• Directions: Every record must be repeated exactly; omit any pictures they contain.

• Entries supplied:
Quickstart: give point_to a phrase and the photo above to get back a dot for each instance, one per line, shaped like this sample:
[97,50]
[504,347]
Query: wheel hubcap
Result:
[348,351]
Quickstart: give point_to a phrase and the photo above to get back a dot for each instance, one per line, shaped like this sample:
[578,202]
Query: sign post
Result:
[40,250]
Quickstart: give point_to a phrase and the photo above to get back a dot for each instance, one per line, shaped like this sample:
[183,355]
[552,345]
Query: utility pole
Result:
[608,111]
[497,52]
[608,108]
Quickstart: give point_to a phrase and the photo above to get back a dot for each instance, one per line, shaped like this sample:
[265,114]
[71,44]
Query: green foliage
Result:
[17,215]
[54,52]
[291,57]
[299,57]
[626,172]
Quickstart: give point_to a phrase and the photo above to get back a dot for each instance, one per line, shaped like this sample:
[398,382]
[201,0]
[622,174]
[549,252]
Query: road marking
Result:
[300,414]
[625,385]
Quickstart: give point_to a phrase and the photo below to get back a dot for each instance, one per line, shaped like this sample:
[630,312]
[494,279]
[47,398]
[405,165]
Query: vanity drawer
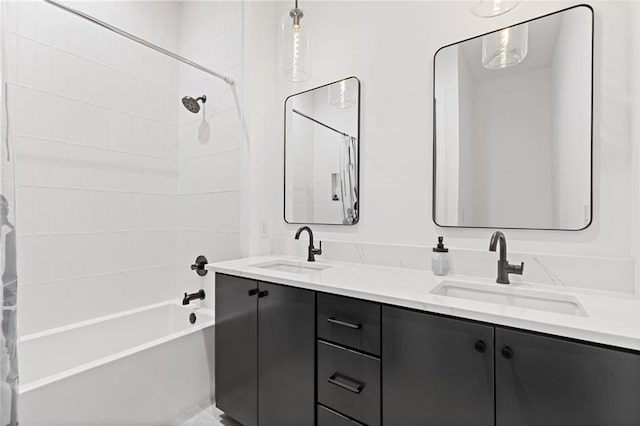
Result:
[350,322]
[349,382]
[328,417]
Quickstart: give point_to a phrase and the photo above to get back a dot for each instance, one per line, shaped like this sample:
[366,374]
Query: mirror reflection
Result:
[322,154]
[513,126]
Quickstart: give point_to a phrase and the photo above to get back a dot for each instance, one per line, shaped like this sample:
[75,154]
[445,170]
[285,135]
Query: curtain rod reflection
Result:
[321,123]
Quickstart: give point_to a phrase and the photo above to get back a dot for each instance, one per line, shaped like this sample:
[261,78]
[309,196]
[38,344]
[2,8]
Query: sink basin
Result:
[512,296]
[292,267]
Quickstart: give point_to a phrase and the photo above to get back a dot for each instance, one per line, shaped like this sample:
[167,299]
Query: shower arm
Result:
[139,40]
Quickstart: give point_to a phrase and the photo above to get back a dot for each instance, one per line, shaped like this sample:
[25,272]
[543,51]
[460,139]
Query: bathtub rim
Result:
[36,384]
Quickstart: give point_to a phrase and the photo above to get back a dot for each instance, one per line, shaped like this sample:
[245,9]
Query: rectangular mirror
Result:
[513,126]
[322,131]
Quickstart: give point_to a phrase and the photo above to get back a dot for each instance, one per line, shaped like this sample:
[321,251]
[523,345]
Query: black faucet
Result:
[193,296]
[504,268]
[311,251]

• Solution to this exercise:
Quickstart: give point_to a phrase and the photo above to get back a dot for each instance, one per line, shaped like this sample:
[97,50]
[504,347]
Query: wheel hubcap
Result:
[348,351]
Quickstart: give point_to a phrase and the photo above to get back a dot for each instance, one per line, shaped like this sample:
[578,202]
Query: sign post
Result:
[40,250]
Quickstart: give point_to a phrase and the photo above to get back a dot for each instance, one per line, shaped like this sample:
[183,355]
[552,345]
Query: utility pole
Result:
[608,111]
[497,52]
[608,108]
Quickstart: give point_to a phrase and the photo above to get back a dot for each instance, one per line, shaped like this sample:
[265,114]
[71,44]
Query: green foliage
Result:
[17,215]
[54,52]
[291,57]
[299,57]
[626,172]
Quickstart: give point_to a phrase and the photo above to get back a dot for each instance, one per line, shaped like this sample:
[398,382]
[201,0]
[622,174]
[549,252]
Query: road marking
Result:
[300,414]
[625,385]
Quickstart: give point_to a phrase and the photo below to get back a dot for each instance, one per line, shaped like this sample:
[630,312]
[494,279]
[47,398]
[405,165]
Query: vanity drawer
Result:
[350,322]
[349,382]
[328,417]
Quickstart: give point_to a phrase and the photo above to get back a dot for each instance, one per line, shaped like this sample:
[366,374]
Query: mirror reflection
Result:
[322,154]
[513,126]
Quickstart: give point_to a phrase and the photo above to get back a dot for each instance, one per line, shaped like this sample:
[75,154]
[445,170]
[285,135]
Query: curtain rod reflection
Result:
[321,123]
Quickstart: give point_to a phrase and the photo above to get back a dot for each instance, one per line, shaped like this sample:
[261,78]
[309,196]
[38,344]
[2,8]
Query: sink basin
Result:
[512,296]
[292,267]
Quickstart: give point_to a phrase and the photo above to get back a dot for each instance, one per line, shaped like this sample:
[167,299]
Query: shower arm
Result:
[139,40]
Quickstart: give point_to a phrase and the photo above to get back a dot for each instance, one per line, shaped like this sample:
[25,272]
[543,51]
[460,139]
Query: bathtub rim
Result:
[36,384]
Quickstart: give point_to a phrase and the photo above to get back a dot for each instance, one per line, shaped like this sample:
[245,9]
Query: rectangular mirror
Result:
[513,126]
[322,131]
Quickstart: give point_to a phrase and the photo above to get back a dot for each instance, one per line, shaped like this sample:
[321,251]
[523,345]
Query: black faucet
Result:
[193,296]
[504,268]
[311,251]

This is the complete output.